- **TEXTO EXTRAÍDO**
◆ ◆ ◆ ◆ ◆ ◆ ◆

La desastrosa respuesta de los gobiernos de todo el mundo, y no solo el nuestro, como pretende la oposición, a la pandemia del coronavirus debería suponer el golpe de gracia al proceso de globalización tal y como se ha desarrollado en Occidente.

Es en efecto grotesco que Alemania gane un buen dinero exportando, por ejemplo, a China las máquinas que sirven para la fabricación allí de mascarillas, aprovechando la mano de obra barata, y que ese y otro material médico falte luego en Europa, como vemos que ocurre ahora.

Y que no solo los países, sino también las propias regiones dentro de cada país o los Estados de la Unión en EE UU, tengan que competir luego entre ellos para conseguir ese material que tanto escasea en el momento en que más se necesita en todas partes.

La interrupción de las cadenas de suministro por culpa del estallido de la pandemia ha puesto de relieve la vulnerabilidad a la vez individual y estratégica que supone la dependencia de China y de los países en desarrollo para la provisión también de medicamentos esenciales.

Resulta curioso que esta nueva pandemia haya tenido su origen en la misma provincia china de la que salió en el siglo XIII el bacilo de la peste que causó estragos a lo largo de la llamada ruta de la seda, en Oriente Medio y finalmente toda Europa.

◆ ◆ ◆ ◆ ◆ ◆ ◆

- **Datos de localización con un punto por instancia**
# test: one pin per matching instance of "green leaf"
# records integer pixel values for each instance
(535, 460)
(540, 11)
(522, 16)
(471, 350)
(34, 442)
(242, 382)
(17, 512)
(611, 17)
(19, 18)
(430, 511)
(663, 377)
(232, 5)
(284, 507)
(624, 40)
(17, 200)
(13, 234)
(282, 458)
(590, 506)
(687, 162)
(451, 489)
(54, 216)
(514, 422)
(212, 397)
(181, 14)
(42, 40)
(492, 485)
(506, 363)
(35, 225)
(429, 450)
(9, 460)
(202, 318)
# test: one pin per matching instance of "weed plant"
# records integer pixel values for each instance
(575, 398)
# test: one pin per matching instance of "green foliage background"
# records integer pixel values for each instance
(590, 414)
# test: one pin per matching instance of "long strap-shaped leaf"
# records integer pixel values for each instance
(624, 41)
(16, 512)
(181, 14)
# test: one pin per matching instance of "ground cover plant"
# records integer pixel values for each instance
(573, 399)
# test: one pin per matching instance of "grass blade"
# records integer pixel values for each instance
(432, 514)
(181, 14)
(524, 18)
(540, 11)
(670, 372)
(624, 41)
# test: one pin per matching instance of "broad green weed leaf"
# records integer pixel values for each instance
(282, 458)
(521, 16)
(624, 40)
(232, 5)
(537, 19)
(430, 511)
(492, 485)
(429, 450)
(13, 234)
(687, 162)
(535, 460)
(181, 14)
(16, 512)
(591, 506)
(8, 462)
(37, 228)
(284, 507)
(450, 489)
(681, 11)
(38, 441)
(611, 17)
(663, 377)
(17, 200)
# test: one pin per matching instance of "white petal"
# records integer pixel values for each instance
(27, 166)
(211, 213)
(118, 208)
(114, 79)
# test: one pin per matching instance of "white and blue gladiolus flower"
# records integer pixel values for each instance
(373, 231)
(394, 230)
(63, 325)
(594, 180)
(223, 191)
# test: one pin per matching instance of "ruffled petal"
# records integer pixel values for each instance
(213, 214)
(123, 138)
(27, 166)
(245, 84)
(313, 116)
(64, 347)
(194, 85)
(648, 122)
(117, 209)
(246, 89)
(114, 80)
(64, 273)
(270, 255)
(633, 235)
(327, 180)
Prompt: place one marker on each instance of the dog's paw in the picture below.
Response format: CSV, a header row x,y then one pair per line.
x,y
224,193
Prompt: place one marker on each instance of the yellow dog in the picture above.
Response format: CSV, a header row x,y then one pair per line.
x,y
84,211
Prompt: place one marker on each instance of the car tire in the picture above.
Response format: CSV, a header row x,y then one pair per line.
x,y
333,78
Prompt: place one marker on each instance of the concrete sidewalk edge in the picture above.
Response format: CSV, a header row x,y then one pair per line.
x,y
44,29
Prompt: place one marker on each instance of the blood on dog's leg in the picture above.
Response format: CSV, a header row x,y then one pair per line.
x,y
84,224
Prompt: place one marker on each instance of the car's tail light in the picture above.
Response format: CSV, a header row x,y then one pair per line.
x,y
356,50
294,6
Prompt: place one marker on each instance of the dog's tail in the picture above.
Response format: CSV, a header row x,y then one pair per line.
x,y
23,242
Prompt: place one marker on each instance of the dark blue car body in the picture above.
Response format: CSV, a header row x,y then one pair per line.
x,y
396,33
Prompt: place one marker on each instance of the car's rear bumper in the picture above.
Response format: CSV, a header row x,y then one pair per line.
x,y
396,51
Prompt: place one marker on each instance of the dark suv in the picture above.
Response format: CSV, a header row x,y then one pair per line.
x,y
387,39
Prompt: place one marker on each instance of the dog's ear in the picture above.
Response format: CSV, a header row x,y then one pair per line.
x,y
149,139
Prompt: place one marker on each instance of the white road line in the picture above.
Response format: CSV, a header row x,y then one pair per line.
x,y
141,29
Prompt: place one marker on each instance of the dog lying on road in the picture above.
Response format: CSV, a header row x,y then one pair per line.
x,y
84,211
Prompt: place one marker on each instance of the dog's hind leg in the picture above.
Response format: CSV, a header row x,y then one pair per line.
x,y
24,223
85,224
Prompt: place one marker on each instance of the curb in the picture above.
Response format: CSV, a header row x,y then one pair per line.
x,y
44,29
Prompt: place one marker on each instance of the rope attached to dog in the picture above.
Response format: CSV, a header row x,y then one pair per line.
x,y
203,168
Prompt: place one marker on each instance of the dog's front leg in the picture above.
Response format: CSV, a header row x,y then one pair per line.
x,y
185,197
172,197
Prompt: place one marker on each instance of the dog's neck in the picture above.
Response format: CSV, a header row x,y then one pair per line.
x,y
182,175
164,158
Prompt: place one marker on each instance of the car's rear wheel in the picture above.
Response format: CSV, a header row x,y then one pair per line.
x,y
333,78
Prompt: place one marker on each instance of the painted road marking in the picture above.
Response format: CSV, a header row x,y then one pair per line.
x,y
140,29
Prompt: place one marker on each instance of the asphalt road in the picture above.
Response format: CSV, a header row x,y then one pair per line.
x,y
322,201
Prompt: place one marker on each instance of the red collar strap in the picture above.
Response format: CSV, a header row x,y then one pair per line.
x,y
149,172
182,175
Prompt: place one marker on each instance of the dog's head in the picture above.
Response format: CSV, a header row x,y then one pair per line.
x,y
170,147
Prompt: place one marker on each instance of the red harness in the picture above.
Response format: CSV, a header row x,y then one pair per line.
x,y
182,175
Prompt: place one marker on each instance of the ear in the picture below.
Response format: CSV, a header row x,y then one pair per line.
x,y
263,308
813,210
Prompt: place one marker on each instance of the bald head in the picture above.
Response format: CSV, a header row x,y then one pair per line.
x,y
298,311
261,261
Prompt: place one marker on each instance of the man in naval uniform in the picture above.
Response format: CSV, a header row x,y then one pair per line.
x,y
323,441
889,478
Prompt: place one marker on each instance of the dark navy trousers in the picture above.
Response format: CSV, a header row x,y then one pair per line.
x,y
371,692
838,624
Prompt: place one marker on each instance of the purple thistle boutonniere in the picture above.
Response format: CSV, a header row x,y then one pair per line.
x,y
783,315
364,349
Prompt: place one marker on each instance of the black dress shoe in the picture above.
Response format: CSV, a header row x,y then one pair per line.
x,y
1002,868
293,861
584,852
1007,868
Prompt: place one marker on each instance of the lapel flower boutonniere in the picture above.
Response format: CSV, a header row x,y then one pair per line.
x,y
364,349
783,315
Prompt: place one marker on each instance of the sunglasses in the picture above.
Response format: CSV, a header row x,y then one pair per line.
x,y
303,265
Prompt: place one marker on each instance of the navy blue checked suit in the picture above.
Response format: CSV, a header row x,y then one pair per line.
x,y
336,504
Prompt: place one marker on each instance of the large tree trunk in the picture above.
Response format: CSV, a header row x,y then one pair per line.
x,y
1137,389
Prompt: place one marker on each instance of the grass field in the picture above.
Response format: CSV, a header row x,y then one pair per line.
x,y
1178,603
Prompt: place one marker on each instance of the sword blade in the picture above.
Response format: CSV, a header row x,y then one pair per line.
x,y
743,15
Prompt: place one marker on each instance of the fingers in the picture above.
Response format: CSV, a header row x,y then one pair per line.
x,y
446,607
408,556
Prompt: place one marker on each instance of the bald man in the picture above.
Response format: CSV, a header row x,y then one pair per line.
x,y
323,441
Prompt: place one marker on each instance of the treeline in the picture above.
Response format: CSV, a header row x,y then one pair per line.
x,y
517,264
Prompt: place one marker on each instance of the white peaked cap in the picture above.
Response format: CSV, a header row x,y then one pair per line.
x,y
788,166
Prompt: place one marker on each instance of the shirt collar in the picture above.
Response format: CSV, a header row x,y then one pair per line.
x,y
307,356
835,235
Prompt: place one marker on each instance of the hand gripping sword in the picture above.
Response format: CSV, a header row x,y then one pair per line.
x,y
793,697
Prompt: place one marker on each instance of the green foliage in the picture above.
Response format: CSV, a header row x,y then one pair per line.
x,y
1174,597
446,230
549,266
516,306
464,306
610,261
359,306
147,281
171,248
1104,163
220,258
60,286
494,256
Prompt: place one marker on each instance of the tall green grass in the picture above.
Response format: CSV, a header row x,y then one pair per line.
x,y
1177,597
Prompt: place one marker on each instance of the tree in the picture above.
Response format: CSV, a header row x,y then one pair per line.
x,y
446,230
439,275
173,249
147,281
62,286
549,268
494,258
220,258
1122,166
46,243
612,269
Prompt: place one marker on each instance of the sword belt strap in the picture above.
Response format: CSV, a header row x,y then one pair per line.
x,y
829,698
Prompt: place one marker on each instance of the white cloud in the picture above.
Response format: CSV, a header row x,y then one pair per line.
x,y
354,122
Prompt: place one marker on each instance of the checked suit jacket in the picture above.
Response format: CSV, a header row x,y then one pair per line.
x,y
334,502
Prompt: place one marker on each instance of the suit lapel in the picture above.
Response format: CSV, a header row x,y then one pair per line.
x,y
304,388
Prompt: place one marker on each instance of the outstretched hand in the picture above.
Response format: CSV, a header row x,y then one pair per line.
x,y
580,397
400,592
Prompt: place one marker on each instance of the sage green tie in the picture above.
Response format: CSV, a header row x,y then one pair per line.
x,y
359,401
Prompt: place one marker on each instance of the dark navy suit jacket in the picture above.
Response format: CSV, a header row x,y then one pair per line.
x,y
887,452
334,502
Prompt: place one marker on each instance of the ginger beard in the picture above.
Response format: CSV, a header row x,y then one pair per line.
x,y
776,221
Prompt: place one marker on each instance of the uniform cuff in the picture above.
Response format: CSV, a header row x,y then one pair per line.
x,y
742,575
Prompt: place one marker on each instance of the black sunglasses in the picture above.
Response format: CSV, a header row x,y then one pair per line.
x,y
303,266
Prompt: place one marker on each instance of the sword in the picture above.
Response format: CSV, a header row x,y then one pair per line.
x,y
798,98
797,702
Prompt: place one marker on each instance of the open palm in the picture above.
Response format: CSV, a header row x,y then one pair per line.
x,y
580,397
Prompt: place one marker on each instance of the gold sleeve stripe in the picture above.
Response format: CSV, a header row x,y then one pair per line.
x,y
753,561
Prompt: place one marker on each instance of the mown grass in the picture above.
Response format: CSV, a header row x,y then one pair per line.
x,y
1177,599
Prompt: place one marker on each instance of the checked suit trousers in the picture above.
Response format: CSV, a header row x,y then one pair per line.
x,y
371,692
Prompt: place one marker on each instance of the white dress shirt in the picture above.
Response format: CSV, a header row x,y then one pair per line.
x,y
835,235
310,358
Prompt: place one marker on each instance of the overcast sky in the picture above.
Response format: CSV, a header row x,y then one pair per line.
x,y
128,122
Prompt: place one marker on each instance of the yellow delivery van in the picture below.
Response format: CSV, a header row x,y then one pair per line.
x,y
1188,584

◆ ◆ ◆ ◆ ◆ ◆ ◆

- **TAREAS**
A: Enumera los países que se nombran en el texto sobre la pandemia y la globalización.
B: Según el texto sobre la pandemia y la globalización, ¿en qué siglo salió de la provincia china el bacilo de la peste?
C: Prosigue el texto sobre la pandemia y la globalización desde su último párrafo.

- **RESPUESTAS**
A: Alemania, China, EE UU

B: En el siglo XIII.

C:
La peste se originó en la provincia de Hubei en 1230 aunque se calcula que entonces tardó un cuarto de siglo en alcanzar la costa de China y más de un siglo -en 1348- en llegar a Europa a través precisamente de Italia, como ha ocurrido ahora con el coronavirus.

La peste o muerte negra, como pasó a conocerse aquella gran pandemia, tuvo consecuencias catastróficas para la política, la economía y la sociedad de la Europa medieval. Supuso el colapso casi completo del primer sistema económico mundial.

Debido a la frecuencia y velocidad de las conexiones aéreas con cualquier lugar del mundo, un virus tarda hoy no ya semanas, sino solo horas en cruzar de un punto a otro del planeta sin que pueda hacerse nada por detenerlo porque esos microorganismos no reconocen las fronteras.

Con su reguero de muertos y sin que al menos de momento se vislumbre una luz al final del túnel, la pandemia del coronavirus genera en todo el mundo justificados temores y hará que nos planteemos la mejor forma de al menos mitigar los efectos de una nueva catástrofe.

Y lo primero que deberíamos plantearnos son los límites de un proceso globalizador, que tuvo su justificación, a principios del siglo XIX, en la teoría de David Ricardo sobre la ventaja comparativa en el comercio internacional y que ha sido llevada, sin embargo, a peligrosos extremos.

Antes incluso de que estallara esta nueva pandemia, que ningún Gobierno había al parecer previsto pese a la existencia de señales claras de que podría ocurrir, la globalización estaba ya en entredicho. Lo estaba tanto por parte de la izquierda profesional y académica, que no se cansa de denunciar sus consecuencias catastróficas para el planeta, como por la ultraderecha populista, que critica la desindustrialización, las migraciones y los cambios culturales que genera en nuestras sociedades occidentales.

El coronavirus va a provocar sin duda un parón económico en todo el mundo, y las consecuencias desde el punto de vista social son todavía difíciles de calcular.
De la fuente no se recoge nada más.